* **SOURCE EXCERPT**:
# who staked the other vamp counts!?!



## Alexander_67 (May 5, 2007)

So whats the deal here? You go on the store website and they dont sell any other vamp counts anymore. Its all the new Von Carstines and bog standard blokes. Lemians, Strigoi and Necrarchs are absent completely. I havent heard anything about them being phased out? Am i wrong? I havent read the new rule book but please someone tell me they arent gone for good and they are just re-vamping the models??


----------



## Wade (Jan 21, 2007)

Now you have bloodlines, which you purchase for your vampires. Each one has a variety of effects but you can mix and match them


----------



## Alexander_67 (May 5, 2007)

Wow doesnt that sound great. Gotta hand it to GW they've got the whole 'Make good models but fuck up the simple stuff like rules' strategy down to a T. Hurray for Downward Spirals.


----------



## Lord Sinkoran (Dec 23, 2006)

i love teh strogoi model.


----------



## Captain Galus (Jan 2, 2008)

pls tell me theyre not getting rid of blood dragons?!


----------



## The Son of Horus (Dec 30, 2006)

They're all still in there. The emphasis is on making your own specific vampire, as opposed to a generic one of a bloodline. You can buy abilities that are identical to a Blood Dragon's in the previous version, a Strigoi, or Lahmeian... and you're free to mix and match to create a unique individual, which every vampire lord ought to be, I think.


----------

Position identification records
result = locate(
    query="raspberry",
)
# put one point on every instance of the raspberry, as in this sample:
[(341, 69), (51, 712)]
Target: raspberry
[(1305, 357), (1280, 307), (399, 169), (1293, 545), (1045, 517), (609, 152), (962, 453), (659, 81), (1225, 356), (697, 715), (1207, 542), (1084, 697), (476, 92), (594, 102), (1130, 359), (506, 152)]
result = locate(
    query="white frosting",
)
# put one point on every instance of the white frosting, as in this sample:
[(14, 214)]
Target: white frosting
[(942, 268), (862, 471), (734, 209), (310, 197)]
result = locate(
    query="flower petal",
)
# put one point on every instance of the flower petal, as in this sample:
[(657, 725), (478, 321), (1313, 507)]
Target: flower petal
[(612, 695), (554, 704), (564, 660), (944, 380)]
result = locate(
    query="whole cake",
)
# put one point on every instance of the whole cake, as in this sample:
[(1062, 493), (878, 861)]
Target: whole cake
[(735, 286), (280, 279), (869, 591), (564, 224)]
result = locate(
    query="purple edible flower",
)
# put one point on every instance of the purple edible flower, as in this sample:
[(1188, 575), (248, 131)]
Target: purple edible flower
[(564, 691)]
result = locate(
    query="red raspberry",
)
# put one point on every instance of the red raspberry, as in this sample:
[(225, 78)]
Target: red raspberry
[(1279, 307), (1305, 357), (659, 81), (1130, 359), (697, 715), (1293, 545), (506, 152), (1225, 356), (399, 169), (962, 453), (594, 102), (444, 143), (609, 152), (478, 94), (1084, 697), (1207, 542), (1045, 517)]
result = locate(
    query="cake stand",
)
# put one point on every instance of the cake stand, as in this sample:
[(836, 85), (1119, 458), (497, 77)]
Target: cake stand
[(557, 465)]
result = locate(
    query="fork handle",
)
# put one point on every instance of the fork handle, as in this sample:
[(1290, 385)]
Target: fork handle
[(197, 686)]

--

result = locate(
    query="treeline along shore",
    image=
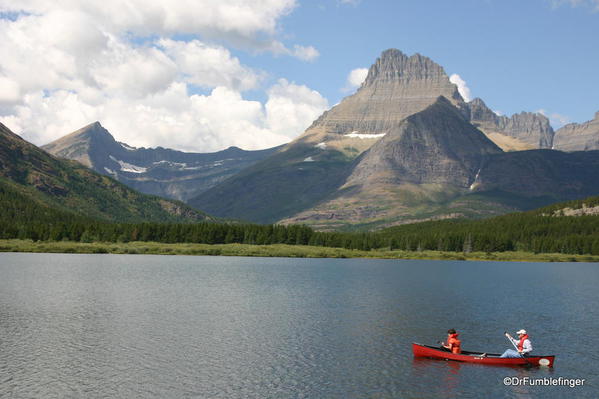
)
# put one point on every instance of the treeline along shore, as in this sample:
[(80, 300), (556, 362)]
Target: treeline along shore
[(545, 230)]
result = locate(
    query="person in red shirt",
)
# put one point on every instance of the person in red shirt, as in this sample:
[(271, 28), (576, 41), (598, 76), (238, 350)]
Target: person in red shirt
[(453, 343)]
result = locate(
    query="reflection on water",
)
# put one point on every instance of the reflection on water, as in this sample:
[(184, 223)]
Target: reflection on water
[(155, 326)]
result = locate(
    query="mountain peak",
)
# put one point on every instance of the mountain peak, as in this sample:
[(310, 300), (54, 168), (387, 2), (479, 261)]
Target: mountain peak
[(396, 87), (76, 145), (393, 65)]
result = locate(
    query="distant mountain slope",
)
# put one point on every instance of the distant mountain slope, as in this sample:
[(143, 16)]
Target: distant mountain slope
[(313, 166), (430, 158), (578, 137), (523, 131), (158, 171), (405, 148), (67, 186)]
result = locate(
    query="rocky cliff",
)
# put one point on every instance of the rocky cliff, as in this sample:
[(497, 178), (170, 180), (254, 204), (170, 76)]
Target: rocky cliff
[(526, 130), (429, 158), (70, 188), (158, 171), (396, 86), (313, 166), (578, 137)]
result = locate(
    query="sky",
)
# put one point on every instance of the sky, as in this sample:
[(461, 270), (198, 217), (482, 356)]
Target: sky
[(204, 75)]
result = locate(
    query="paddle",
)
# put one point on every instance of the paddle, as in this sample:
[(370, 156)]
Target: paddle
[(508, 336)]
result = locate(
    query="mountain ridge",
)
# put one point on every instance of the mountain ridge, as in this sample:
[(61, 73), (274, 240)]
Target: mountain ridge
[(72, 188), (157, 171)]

* **REQUIRED ACTIONS**:
1. Answer these questions about the vampire counts thread:
(a) Which three kinds of vampire does the opening post say are completely absent from the store website?
(b) According to Wade, what do you now purchase for your vampires?
(c) According to The Son of Horus, what is the emphasis now on?
2. Please copy out the vampire counts thread word for word, from "Wow doesnt that" up to and including "teh strogoi model.".

* **RESULTS**:
1.
(a) Lemians, Strigoi and Necrarchs.
(b) Bloodlines.
(c) Making your own specific vampire, as opposed to a generic one of a bloodline.

2.
Wow doesnt that sound great. Gotta hand it to GW they've got the whole 'Make good models but fuck up the simple stuff like rules' strategy down to a T. Hurray for Downward Spirals.


----------



## Lord Sinkoran (Dec 23, 2006)

i love teh strogoi model.